> **Extrait de page**
········
Les dommages matériels sont fixés par les experts des compagnies d'assurance, il arrive que des victimes demandent une indemnité de dépréciation, voire une évaluation de la privation de son véhicule (perte de gain). Lorsque le montant des réparations dépasse la valeur vénale du véhicule, l'assurance ne rembourse que la côte à l'Argus. Les dommages corporels sont évalués par un médecin qui fixe une Incapacité de Travail Temporaire (ITT) fonction de la gravité des blessures. La victime privée d'exercer son activité rémunératrice a le droit à indemnisation et au remboursement de ses frais de soins et traitement. Lorsque l'état de la victime n'est plus susceptible d'amélioration, l'expert établit l'incapacité permanente. L'évaluation de l'incapacité s'exprime en pourcentage (perte d'un œil 30 %, d'un pied 50 %, troubles psychiques de 1 à 100 %). La victime peut avancer le pretium doloris lié à la souffrance physique, le préjudice esthétique, le préjudice d'agrément (privation d'un loisir ou l’accomplissement d'un geste professionnel).
La consolidation intervenue, la compagnie d’assurance fait une proposition d’indemnisation, « Si la victime l’accepte, la loi lui accorde un délai de réflexion de quinze jours pour y renoncer. Si elle accepte définitivement, l’assurance doit dans les 45 jours qui suivent lui adresser le montant de l’indemnisation. En cas de retard dans le paiement, l’assureur est obligé de verser des intérêts au taux légal, majoré. Si la victime estime la proposition insuffisante ou la consolidation n’est pas intervenue, elle peut solliciter dans les huit mois qui suivent l’accident, une offre provisionnelle ». Les deux parties étant rarement d'accord, le Président du Tribunal ou référé peut désigner un médecin expert.
Si la victime cotise à la CPAM (caisse de la Sécurité sociale), elle bénéficie automatiquement de la couverture, à charge pour l'organisme de se tourner contre l'auteur de l'accident pour se faire rembourser les prestations réglées à la victime. L'accident qui survient entre le domicile et le lieu de travail de la victime est considéré comme un accident de travail. Si la décision de justice conclut à un partage de responsabilité entre l'auteur et la victime, la CPAM à le droit au remboursement intégral des prestations versées. Lorsqu'une personne décède dans un accident, ses ayants droits peuvent demander réparation du préjudice moral et matériel : sentiment d'affection, frais en rapport avec l'accident, perte de ressources, atteinte du patrimoine.
La souscription d'un contrat d'assurance est obligatoire et l'assuré reste soumis à plusieurs obligations : déclaration des caractéristiques du véhicule, l'usage (promenade, professionnel, sportif), etc. Le titulaire du contrat d'assurance dispose d'un délai de huit jours (LRAR) pour signaler toute modification du risque : changement de véhicule, d'adresse, d'usage, du conducteur habituel, conduite accompagnée, participation à des épreuves de sports mécaniques, transport à titre onéreux (covoiturage, Uber).
········
> **Données fournies**
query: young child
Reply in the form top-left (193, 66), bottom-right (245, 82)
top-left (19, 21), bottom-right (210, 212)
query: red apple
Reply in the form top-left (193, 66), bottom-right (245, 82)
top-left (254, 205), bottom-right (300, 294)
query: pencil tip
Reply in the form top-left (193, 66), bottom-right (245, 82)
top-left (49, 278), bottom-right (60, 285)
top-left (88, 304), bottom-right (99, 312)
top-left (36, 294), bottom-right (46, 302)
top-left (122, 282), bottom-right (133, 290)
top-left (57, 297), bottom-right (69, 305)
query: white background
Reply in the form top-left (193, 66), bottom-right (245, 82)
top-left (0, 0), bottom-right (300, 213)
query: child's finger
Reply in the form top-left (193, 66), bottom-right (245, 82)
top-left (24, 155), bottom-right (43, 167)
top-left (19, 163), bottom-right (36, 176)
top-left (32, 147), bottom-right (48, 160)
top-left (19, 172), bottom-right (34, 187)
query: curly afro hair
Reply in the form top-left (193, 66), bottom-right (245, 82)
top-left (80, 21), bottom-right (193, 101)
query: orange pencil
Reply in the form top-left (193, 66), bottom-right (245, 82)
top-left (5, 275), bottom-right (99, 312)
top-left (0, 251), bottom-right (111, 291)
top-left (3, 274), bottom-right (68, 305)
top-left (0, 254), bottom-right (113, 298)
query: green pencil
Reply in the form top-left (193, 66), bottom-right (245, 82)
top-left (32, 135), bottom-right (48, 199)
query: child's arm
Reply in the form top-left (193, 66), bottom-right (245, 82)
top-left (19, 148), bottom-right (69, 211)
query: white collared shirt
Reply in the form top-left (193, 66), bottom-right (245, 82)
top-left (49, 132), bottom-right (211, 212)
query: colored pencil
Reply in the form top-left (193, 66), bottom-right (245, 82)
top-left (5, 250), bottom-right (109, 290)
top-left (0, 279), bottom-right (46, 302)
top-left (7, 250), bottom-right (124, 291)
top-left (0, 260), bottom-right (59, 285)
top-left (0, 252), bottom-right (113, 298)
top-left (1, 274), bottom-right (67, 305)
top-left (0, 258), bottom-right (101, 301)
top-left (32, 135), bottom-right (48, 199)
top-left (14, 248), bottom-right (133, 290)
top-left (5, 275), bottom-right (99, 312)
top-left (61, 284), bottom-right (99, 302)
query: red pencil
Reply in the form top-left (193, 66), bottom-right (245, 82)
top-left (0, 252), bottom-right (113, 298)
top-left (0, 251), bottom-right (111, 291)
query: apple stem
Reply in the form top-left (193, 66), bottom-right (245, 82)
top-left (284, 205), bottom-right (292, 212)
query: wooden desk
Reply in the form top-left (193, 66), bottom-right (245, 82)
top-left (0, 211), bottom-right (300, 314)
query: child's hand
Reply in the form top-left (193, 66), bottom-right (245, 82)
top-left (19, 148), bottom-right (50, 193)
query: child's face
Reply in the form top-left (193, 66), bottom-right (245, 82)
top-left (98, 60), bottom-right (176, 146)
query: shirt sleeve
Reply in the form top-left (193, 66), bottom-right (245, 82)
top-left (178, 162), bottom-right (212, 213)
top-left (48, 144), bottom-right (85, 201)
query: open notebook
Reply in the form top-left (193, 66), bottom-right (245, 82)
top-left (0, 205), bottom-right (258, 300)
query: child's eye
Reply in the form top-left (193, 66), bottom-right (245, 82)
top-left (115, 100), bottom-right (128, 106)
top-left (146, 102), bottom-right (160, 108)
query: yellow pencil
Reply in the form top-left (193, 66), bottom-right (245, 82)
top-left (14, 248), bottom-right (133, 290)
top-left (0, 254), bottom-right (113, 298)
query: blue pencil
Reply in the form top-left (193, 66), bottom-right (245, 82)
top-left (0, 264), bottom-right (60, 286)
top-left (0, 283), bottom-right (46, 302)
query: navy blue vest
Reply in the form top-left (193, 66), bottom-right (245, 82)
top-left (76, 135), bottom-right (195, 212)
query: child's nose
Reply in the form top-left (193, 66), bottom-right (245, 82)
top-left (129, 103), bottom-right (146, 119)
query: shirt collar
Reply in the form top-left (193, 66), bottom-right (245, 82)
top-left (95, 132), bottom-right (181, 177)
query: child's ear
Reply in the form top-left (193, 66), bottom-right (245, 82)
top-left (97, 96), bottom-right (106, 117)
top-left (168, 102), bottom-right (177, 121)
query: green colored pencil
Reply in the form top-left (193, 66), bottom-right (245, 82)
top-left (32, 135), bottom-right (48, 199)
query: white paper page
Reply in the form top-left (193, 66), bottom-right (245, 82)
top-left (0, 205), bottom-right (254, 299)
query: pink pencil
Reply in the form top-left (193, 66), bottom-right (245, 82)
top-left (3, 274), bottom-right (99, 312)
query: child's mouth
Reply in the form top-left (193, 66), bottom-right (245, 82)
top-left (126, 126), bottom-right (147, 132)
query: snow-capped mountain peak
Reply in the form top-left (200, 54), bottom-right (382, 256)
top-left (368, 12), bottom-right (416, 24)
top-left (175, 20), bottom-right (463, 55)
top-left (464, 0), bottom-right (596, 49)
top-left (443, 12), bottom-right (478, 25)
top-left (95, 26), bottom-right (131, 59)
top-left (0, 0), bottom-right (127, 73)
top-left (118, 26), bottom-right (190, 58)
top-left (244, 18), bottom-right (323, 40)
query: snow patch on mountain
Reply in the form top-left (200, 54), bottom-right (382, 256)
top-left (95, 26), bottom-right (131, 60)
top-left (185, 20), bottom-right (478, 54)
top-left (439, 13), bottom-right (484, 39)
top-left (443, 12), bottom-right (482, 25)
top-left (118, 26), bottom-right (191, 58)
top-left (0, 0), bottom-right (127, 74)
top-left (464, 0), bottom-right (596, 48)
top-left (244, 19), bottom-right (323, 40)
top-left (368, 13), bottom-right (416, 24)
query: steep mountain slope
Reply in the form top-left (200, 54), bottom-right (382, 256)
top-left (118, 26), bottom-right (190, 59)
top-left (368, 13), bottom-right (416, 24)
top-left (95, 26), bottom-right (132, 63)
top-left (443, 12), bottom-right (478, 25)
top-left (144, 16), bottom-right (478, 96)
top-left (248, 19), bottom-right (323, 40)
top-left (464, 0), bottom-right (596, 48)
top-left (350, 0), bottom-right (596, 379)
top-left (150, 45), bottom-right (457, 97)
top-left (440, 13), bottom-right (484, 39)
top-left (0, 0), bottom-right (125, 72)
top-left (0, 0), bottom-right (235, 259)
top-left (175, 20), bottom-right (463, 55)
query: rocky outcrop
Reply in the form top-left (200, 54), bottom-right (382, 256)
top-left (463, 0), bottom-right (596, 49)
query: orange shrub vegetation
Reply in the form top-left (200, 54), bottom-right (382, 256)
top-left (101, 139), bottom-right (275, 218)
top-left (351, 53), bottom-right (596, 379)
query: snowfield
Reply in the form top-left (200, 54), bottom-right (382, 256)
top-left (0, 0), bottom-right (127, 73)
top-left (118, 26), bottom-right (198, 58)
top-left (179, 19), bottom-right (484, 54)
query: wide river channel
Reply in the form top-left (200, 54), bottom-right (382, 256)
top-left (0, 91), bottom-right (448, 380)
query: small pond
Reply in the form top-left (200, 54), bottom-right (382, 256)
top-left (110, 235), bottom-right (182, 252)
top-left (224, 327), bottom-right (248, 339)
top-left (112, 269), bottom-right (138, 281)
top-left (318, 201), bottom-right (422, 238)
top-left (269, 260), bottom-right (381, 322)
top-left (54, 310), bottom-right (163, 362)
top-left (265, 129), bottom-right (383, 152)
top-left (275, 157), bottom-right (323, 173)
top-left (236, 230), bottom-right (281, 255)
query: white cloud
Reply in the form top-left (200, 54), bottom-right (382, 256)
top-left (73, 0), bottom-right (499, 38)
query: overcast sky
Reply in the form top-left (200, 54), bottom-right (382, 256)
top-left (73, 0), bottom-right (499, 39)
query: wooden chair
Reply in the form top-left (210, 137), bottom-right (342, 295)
········
> **Exercice proposé 1**
Selon l'extrait de page, de quel délai de réflexion dispose la victime pour renoncer à une proposition d'indemnisation qu'elle a acceptée ?
> **Exercice proposé 2**
Recopiez, s'il vous plaît, le passage de l'extrait de page qui va de « La consolidation intervenue, la » à « un médecin expert. ».
Le matériel fourni n'est pas nécessaire.

> **Réponse attendue 1**
Quinze jours.

> **Réponse attendue 2**
La consolidation intervenue, la compagnie d’assurance fait une proposition d’indemnisation, « Si la victime l’accepte, la loi lui accorde un délai de réflexion de quinze jours pour y renoncer. Si elle accepte définitivement, l’assurance doit dans les 45 jours qui suivent lui adresser le montant de l’indemnisation. En cas de retard dans le paiement, l’assureur est obligé de verser des intérêts au taux légal, majoré. Si la victime estime la proposition insuffisante ou la consolidation n’est pas intervenue, elle peut solliciter dans les huit mois qui suivent l’accident, une offre provisionnelle ». Les deux parties étant rarement d'accord, le Président du Tribunal ou référé peut désigner un médecin expert.